======== INFORMATION GIVEN ========

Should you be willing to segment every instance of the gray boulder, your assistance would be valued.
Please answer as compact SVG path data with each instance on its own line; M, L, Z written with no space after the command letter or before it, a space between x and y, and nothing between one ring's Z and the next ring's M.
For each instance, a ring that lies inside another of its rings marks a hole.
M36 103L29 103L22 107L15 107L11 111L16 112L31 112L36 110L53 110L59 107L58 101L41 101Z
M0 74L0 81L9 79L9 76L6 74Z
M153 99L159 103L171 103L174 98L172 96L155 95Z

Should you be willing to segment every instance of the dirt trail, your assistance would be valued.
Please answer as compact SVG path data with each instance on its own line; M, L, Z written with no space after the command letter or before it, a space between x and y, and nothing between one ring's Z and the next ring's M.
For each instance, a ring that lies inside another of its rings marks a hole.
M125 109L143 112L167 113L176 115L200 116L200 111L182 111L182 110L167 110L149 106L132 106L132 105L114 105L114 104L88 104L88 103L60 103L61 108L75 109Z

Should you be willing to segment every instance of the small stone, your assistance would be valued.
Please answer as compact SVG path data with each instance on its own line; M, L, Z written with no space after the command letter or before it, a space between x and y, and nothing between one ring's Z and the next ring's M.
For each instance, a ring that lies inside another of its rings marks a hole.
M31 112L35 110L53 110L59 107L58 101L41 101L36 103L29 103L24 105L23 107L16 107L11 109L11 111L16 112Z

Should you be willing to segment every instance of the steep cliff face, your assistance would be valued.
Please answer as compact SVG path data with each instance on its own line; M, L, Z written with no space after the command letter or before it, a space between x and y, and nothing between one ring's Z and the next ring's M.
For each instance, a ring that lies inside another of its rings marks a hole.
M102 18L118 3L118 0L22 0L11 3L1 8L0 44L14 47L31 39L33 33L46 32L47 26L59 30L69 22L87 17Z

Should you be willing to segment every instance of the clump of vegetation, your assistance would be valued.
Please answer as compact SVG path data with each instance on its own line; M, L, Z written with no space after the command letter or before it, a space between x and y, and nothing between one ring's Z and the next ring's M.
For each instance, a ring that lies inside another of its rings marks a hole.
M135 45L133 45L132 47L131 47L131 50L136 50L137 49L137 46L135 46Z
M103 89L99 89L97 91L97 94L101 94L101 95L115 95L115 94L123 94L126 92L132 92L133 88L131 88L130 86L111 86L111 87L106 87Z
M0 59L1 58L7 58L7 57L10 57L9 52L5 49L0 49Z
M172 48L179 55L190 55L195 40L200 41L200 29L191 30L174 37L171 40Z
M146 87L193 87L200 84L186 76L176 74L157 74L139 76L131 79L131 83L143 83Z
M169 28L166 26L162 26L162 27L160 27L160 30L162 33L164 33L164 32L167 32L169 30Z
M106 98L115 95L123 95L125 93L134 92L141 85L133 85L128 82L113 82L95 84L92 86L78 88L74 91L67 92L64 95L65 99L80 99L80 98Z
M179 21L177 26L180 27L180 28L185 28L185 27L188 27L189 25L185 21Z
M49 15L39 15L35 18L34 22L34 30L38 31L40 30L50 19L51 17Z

========

EXERCISE BRIEF. Pull out every line above that contains the string "cliff". Case counts.

WRITTEN RESPONSE.
Should you be willing to segment every instance of the steep cliff face, your assistance would be valued.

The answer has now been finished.